Excerpt provided =
====================

A 66-year-old male who previously underwent a lumbar discectomy presents with chronic low back pain without radiculopathy. He has no lower extremity symptoms. He denies any bowel or bladder symptoms. Physical examination reveals no neurological abnormalities but lumbar spine range of motion is restricted by pain. He complains of low back pain upon palpation at approximately L3, L4, and L5 bilateral paraspinal muscles. Plain film radiographs of the lumbar spine demonstrated degenerative disc disease and spondylosis at multiple levels. Lumbar spine MRI demonstrates multilevel disc bulges and mild multilevel facet hypertrophy. Despite treatment with physical therapy, nonsteroidal anti-inflammatory medications, opiate therapy, facet joint steroid injections, and epidural steroid injections, no improvement in pain or function was obtained. Due to the patient's failure with conservative treatments and his persistent complaints of diffuse low back pain, a trial of peripheral field stimulation is indicated to attempt to relieve patient's pain and improve function.

Description of Procedure (0282T)

Prior to sedation, the area of pain is carefully outlined and patient receives preoperative intravenous antibiotics. Under sterile conditions, with minimal sedation and appropriate monitoring, a needle is placed subcutaneously, using a small amount of lidocaine at the insertion point. Subcutaneous electrode leads are placed centrally in the area of greatest pain. On-the-table stimulation ensures the correct depth of the leads and adequate stimulation over the area of pain. The leads are then sutured to the skin and dressing is applied. Average trial duration is five to seven days.

Clinical ExampleClinical Example (0283T)

====================

Dataset excerpts =
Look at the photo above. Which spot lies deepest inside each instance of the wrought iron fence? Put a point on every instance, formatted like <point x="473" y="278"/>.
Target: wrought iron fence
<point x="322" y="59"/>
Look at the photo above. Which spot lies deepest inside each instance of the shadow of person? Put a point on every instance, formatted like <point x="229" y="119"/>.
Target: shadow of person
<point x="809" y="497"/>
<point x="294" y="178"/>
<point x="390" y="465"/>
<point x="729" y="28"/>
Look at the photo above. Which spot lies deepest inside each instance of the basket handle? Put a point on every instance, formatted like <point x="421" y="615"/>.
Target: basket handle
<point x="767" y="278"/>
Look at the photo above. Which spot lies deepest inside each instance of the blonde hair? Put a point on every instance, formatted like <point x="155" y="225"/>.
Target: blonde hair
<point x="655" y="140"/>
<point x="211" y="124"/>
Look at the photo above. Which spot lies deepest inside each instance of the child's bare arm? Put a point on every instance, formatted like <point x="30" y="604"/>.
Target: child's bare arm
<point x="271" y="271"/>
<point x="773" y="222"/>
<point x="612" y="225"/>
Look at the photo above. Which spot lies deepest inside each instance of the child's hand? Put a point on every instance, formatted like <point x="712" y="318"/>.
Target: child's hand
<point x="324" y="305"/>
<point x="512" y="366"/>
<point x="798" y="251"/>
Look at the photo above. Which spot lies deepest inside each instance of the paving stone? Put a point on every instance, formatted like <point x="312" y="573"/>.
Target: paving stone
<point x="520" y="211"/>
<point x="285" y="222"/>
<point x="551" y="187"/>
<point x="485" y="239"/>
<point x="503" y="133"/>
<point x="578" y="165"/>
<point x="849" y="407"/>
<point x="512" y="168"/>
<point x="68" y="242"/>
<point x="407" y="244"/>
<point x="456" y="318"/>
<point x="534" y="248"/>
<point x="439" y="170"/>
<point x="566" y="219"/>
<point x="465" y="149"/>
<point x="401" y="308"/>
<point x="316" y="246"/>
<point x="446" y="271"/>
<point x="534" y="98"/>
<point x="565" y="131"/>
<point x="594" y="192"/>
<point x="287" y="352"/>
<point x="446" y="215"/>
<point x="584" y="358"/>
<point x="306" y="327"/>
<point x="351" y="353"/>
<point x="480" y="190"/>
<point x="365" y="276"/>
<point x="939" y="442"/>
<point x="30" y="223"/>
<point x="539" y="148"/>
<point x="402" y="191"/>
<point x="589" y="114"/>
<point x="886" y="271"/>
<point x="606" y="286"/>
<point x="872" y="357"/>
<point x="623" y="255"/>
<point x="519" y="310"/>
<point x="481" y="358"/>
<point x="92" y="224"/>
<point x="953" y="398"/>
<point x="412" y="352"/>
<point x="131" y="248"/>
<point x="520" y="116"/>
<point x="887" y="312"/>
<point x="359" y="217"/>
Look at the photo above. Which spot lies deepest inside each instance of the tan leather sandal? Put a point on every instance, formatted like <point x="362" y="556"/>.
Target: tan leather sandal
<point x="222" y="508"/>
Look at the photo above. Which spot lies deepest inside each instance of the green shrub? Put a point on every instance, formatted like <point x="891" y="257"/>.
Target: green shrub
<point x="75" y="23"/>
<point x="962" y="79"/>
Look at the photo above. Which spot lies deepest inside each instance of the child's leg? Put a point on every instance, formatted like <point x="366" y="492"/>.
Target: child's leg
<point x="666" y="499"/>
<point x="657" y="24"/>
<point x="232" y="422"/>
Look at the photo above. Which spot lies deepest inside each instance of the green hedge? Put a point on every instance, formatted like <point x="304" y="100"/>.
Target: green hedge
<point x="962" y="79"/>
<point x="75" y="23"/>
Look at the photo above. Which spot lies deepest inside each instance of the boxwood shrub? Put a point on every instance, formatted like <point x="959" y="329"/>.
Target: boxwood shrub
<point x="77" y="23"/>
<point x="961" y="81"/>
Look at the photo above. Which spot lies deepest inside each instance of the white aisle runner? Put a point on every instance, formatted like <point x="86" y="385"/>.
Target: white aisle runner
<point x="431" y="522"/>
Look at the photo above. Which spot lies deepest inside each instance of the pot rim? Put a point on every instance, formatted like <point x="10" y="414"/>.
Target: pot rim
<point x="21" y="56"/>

====================

Task statement =
Please quote, word for word, the part of the excerpt on peripheral field stimulation that opens with the words containing "Prior to sedation, the" and closes with "to seven days.". The items have nothing to do with the excerpt on peripheral field stimulation.

Expected answer =
Prior to sedation, the area of pain is carefully outlined and patient receives preoperative intravenous antibiotics. Under sterile conditions, with minimal sedation and appropriate monitoring, a needle is placed subcutaneously, using a small amount of lidocaine at the insertion point. Subcutaneous electrode leads are placed centrally in the area of greatest pain. On-the-table stimulation ensures the correct depth of the leads and adequate stimulation over the area of pain. The leads are then sutured to the skin and dressing is applied. Average trial duration is five to seven days.